TASK: A word-for-word repeat of the records below is what this calls for.

DATASET RECORDS:
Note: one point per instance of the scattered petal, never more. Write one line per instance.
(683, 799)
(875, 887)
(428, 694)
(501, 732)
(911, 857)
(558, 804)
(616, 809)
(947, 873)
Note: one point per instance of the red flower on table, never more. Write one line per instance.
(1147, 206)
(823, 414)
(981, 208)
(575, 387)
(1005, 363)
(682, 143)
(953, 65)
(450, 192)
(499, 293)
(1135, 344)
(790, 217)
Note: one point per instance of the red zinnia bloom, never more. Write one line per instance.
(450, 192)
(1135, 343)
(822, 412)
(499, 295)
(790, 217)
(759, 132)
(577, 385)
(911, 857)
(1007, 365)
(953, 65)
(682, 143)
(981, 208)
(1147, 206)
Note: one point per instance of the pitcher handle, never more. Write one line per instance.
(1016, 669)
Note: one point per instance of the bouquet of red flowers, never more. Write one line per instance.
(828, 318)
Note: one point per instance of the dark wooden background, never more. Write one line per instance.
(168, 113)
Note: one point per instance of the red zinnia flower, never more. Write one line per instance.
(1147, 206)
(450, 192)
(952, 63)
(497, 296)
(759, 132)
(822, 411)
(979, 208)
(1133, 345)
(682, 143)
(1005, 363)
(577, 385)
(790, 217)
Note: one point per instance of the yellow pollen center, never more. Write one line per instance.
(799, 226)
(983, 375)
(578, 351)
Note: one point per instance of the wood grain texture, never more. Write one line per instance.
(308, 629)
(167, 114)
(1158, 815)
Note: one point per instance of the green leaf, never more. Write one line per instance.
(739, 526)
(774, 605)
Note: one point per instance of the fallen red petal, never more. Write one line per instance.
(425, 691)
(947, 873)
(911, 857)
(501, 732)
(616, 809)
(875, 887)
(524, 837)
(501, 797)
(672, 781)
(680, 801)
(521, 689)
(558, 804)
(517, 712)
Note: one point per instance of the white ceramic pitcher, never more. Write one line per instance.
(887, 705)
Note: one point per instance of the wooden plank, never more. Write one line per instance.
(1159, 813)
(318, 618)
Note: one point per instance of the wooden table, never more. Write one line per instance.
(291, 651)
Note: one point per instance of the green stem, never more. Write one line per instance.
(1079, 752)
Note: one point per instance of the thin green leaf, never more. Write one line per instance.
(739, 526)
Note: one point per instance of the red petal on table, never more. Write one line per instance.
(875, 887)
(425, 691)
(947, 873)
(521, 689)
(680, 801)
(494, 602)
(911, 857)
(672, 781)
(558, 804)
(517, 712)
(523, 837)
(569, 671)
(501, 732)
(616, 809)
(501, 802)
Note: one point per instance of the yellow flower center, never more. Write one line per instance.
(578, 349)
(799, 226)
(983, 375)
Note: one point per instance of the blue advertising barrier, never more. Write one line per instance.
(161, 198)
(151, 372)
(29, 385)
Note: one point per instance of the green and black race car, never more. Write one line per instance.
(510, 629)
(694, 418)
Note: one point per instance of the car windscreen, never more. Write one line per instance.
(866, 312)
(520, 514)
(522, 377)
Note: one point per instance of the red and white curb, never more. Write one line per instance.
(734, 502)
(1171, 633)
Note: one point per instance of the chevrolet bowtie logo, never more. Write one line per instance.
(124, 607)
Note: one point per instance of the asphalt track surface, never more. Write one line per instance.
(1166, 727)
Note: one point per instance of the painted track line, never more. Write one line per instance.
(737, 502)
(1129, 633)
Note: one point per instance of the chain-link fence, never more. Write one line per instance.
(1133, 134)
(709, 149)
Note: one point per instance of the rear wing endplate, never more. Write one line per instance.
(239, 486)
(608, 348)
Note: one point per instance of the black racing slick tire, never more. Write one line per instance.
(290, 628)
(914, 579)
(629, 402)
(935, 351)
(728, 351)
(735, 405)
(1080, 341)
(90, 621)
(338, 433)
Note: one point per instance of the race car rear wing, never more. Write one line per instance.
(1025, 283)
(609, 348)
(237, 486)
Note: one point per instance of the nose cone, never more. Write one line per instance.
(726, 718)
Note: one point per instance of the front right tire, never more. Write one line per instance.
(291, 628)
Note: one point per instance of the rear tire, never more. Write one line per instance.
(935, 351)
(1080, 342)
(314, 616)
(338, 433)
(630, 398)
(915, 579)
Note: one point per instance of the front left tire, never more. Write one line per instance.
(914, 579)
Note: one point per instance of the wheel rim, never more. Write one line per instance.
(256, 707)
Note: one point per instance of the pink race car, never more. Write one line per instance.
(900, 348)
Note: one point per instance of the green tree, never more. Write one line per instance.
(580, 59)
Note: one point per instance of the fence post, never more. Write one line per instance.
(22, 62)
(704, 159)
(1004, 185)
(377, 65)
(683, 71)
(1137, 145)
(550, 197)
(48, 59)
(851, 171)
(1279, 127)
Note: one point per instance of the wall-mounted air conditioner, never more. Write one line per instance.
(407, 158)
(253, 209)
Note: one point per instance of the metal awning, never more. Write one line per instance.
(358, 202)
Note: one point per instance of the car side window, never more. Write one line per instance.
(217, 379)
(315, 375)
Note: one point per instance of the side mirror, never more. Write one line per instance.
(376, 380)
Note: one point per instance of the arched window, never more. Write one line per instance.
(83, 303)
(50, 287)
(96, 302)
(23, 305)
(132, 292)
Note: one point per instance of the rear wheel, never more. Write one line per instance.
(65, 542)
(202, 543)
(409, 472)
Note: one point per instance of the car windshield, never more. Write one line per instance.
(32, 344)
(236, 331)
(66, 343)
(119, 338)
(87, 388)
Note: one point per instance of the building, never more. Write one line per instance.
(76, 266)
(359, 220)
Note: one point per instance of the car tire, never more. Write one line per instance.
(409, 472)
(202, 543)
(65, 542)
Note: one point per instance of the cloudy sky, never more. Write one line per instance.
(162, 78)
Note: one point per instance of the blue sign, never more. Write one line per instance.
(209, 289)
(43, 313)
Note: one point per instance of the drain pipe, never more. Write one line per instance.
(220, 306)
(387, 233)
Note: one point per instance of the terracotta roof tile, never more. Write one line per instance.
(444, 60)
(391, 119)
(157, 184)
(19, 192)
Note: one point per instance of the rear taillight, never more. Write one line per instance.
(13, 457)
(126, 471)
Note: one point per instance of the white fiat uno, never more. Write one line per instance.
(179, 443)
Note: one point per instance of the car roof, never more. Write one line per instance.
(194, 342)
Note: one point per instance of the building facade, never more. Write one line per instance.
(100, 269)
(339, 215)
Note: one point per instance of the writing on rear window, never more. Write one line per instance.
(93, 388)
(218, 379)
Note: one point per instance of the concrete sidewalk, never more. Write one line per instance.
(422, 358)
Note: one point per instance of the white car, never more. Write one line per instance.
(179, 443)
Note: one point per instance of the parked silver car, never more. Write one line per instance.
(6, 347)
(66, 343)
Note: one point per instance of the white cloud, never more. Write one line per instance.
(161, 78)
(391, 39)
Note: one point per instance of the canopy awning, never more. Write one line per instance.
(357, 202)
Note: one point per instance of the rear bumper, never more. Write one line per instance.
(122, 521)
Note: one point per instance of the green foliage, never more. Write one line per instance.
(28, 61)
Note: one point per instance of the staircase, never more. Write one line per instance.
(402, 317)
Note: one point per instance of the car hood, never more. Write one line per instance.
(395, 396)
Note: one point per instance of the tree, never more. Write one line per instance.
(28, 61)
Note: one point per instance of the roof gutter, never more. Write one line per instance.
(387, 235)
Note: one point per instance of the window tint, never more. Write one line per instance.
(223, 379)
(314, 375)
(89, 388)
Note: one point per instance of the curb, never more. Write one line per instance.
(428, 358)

TASK RESPONSE:
Note: one point per instance of the scattered petal, never more. Write one line per instance.
(683, 799)
(875, 887)
(428, 694)
(501, 732)
(911, 857)
(558, 804)
(616, 809)
(947, 873)
Note: one point per instance of the red flower on table, never more. Write one line per instance.
(1147, 206)
(823, 414)
(981, 208)
(575, 387)
(1005, 363)
(682, 143)
(953, 65)
(450, 192)
(499, 293)
(1135, 344)
(790, 217)
Note: one point per instance of the red zinnia bloom, never more. Write one line per instance.
(450, 192)
(1135, 343)
(822, 412)
(499, 295)
(790, 217)
(759, 132)
(577, 385)
(911, 857)
(1007, 365)
(953, 65)
(682, 143)
(981, 208)
(1147, 206)
Note: one point per instance of the pitcher handle, never more. Write one line per instance.
(1016, 669)
Note: one point per instance of the bouquet of red flowers, never more. Write one line per instance.
(828, 318)
Note: one point per instance of the dark wooden background, never more. Write one line per instance.
(168, 113)
Note: one point per instance of the red zinnia flower, never more. Write one line per instance.
(1147, 206)
(450, 192)
(952, 63)
(497, 296)
(759, 132)
(822, 411)
(979, 208)
(1133, 345)
(682, 143)
(1005, 363)
(577, 385)
(790, 217)
Note: one point per instance of the yellow pollen center, never more. Write one line per instance.
(799, 226)
(983, 375)
(578, 351)
Note: one point per instance of the wood grain texture, never more. Write one line per instance.
(308, 629)
(167, 114)
(1158, 815)
Note: one point per instance of the green leaf, never more. Write one line per instance.
(739, 526)
(774, 605)
Note: one point per instance of the fallen red petal, never more. Write one line per instance.
(425, 691)
(947, 873)
(911, 857)
(501, 732)
(616, 809)
(875, 887)
(524, 837)
(501, 797)
(672, 781)
(680, 801)
(521, 689)
(558, 804)
(517, 712)
Note: one point per instance of the white ceramic pitcher, never more. Write one line per instance.
(887, 705)
Note: one point per instance of the wooden plank, never more. Write one line per instance.
(1159, 813)
(318, 618)
Note: one point per instance of the wooden table, never more. Write one line per instance.
(291, 651)
Note: one point per instance of the green stem, never more. Write one line per instance.
(1079, 752)
Note: one point per instance of the thin green leaf, never more. Write one line per instance.
(739, 526)
Note: one point per instance of the red petal on table, never more. Write one line per instance.
(875, 887)
(425, 691)
(947, 873)
(521, 689)
(680, 801)
(494, 602)
(911, 857)
(672, 781)
(558, 804)
(517, 712)
(523, 837)
(569, 671)
(501, 732)
(616, 809)
(501, 802)
Note: one point per instance of the yellow flower center, never more. Write one line per instance.
(578, 349)
(799, 226)
(983, 375)
Note: one point per instance of the blue advertising barrier, never more. Write one line per instance.
(161, 198)
(151, 372)
(29, 385)
Note: one point per instance of the green and black race car, never more. Write one line per instance.
(510, 629)
(694, 418)
Note: one point per instance of the car windscreen, never more. Write one line per instance.
(866, 312)
(520, 514)
(522, 377)
Note: one point per instance of the red and white curb, never more. Write one line per instance.
(734, 502)
(1171, 633)
Note: one point per instance of the chevrolet bowtie logo, never more. Write one line per instance.
(124, 607)
Note: one point per instance of the asphalt track surface, never more. Write one line per instance.
(1166, 727)
Note: one point per instance of the painted track line, never more. Write one line per instance.
(737, 502)
(1129, 633)
Note: one point per instance of the chain-link fence, never more. Write one line per instance.
(1133, 134)
(709, 149)
Note: one point per instance of the rear wing endplate, never more. Write one line per instance.
(239, 486)
(608, 348)
Note: one point per instance of the black racing slick tire, never more. Write one line per instance.
(290, 628)
(914, 579)
(629, 402)
(935, 351)
(728, 351)
(735, 405)
(1080, 341)
(90, 621)
(338, 433)
Note: one point per instance of the race car rear wing, never more. Write one line per instance.
(1025, 283)
(609, 348)
(237, 486)
Note: one point per instance of the nose cone, never more. Write one line per instance.
(726, 718)
Note: one point per instance of the front right tire, never more. Write one line per instance.
(291, 628)
Note: one point per instance of the rear tire, never more. Write one line per instance.
(935, 351)
(1080, 342)
(314, 616)
(338, 433)
(630, 398)
(915, 579)
Note: one point per instance of the front left tire, never more. Write one line per instance.
(914, 579)
Note: one point per instance of the wheel rim, never more. Write one line per instance.
(256, 707)
Note: one point per instance of the pink race car, never more. Write one line per instance.
(900, 348)
Note: one point per instance of the green tree, never more. Write one line per instance.
(580, 59)
Note: one point per instance of the fence post, never more. Write one line per instance.
(22, 62)
(704, 159)
(1004, 185)
(377, 65)
(683, 71)
(1137, 145)
(550, 197)
(48, 59)
(851, 171)
(1279, 127)
Note: one point per instance of the wall-mounted air conditioner, never more. Write one line per instance.
(407, 158)
(253, 209)
Note: one point per instance of the metal awning, never more. Write one line per instance.
(358, 202)
Note: one point per instance of the car side window, never more. Write one line per instance.
(217, 379)
(315, 375)
Note: one point per instance of the side mirror, never more. Write one line per instance.
(376, 380)
Note: one point per instance of the arched window, never more. Write one line per instance.
(83, 303)
(50, 287)
(96, 302)
(23, 305)
(132, 292)
Note: one point per instance of the rear wheel, never more. Write one line per instance.
(65, 542)
(202, 543)
(409, 472)
Note: one point per instance of the car windshield, never more. Write one line per instance.
(32, 344)
(236, 331)
(66, 343)
(119, 338)
(87, 388)
Note: one point per instance of the building, never more. Write one line per instance.
(76, 266)
(359, 220)
Note: one point per instance of the car tire, never more. Write one line per instance.
(409, 472)
(202, 543)
(65, 542)
Note: one point per instance of the cloudy sky, never more. Write one line per instance.
(162, 78)
Note: one point per instance of the blue sign, never more. Write one line per instance.
(209, 289)
(43, 313)
Note: one point per instance of the drain pipe, never more. Write one line per instance.
(220, 306)
(387, 233)
Note: one point per instance of the terracotta roof tile, never more. Write one line per instance.
(444, 60)
(391, 119)
(157, 184)
(19, 192)
Note: one point per instance of the rear taillight, never more. Write one line per instance.
(13, 457)
(126, 471)
Note: one point per instance of the white fiat uno, never more. Write one line per instance.
(179, 443)
Note: one point per instance of the car roof, never more. Write one line per instance.
(194, 342)
Note: one point per instance of the building facade, never more. Write one line per instance.
(100, 269)
(339, 215)
Note: one point per instance of the writing on rear window, never more. Write one line per instance.
(93, 388)
(218, 379)
Note: one point per instance of the concrete sidewalk, never more. Write one line per instance.
(422, 358)
Note: one point per instance of the white car, never more. Write one line per instance.
(179, 443)
Note: one point per instance of the parked silver car, never more. Write one line per instance.
(6, 347)
(66, 343)
Note: one point per instance of the white cloud, never more. Write one line per instance.
(161, 78)
(391, 39)
Note: one point per instance of the canopy awning, never more. Write one line per instance.
(357, 202)
Note: one point per instance of the rear bumper, never more. Write one line per instance.
(122, 521)
Note: one point per instance of the green foliage, never more. Write one line per instance.
(28, 61)
Note: one point per instance of the staircase, never more. Write one line per instance.
(402, 317)
Note: one point per instance of the car hood, never more. Write one line per instance.
(395, 396)
Note: one point per instance of the tree, never more. Write one line per instance.
(28, 61)
Note: one point per instance of the roof gutter, never more. Write one line per instance.
(387, 235)
Note: one point per instance of the window tint, never more. Write one line per instance.
(223, 379)
(314, 375)
(89, 388)
Note: one point per instance of the curb, never more. Write one line per instance.
(428, 358)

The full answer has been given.